• **About this exercise**:
Go line by line through the records below. Copy whichever lines contain the string "highway".

Free-text object descriptions
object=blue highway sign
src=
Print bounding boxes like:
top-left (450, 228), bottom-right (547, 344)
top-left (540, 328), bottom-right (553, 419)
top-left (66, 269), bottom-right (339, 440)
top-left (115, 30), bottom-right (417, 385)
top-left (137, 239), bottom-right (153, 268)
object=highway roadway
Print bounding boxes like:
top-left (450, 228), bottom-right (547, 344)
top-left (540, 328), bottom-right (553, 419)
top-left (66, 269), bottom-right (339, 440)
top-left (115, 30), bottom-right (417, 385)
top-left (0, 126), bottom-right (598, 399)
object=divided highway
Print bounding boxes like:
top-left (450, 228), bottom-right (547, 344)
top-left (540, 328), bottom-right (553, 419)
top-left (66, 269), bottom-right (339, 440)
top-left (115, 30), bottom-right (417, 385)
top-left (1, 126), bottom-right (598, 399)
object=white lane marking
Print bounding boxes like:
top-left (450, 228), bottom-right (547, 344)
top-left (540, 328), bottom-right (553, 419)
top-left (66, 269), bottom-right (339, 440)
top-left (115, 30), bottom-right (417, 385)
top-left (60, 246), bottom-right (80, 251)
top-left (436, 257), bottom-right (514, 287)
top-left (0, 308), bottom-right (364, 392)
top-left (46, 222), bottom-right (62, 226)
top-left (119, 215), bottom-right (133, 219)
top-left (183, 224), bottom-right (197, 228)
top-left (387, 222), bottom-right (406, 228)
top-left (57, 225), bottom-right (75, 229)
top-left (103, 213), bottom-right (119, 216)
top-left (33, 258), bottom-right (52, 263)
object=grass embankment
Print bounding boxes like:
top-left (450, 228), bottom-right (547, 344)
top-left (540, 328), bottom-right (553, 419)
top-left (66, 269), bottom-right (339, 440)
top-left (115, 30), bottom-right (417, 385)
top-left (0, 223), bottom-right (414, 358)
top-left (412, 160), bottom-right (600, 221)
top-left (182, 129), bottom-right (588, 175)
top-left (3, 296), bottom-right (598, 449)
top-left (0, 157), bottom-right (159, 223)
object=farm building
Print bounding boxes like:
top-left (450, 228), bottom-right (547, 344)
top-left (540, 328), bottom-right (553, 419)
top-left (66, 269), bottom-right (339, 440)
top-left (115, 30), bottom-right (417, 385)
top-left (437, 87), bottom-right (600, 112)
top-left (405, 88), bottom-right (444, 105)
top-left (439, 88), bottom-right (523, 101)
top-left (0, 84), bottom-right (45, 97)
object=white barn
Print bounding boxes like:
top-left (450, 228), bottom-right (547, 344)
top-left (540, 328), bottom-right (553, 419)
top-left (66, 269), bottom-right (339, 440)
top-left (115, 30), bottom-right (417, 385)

• **Response to the task**:
object=blue highway sign
object=highway roadway
object=divided highway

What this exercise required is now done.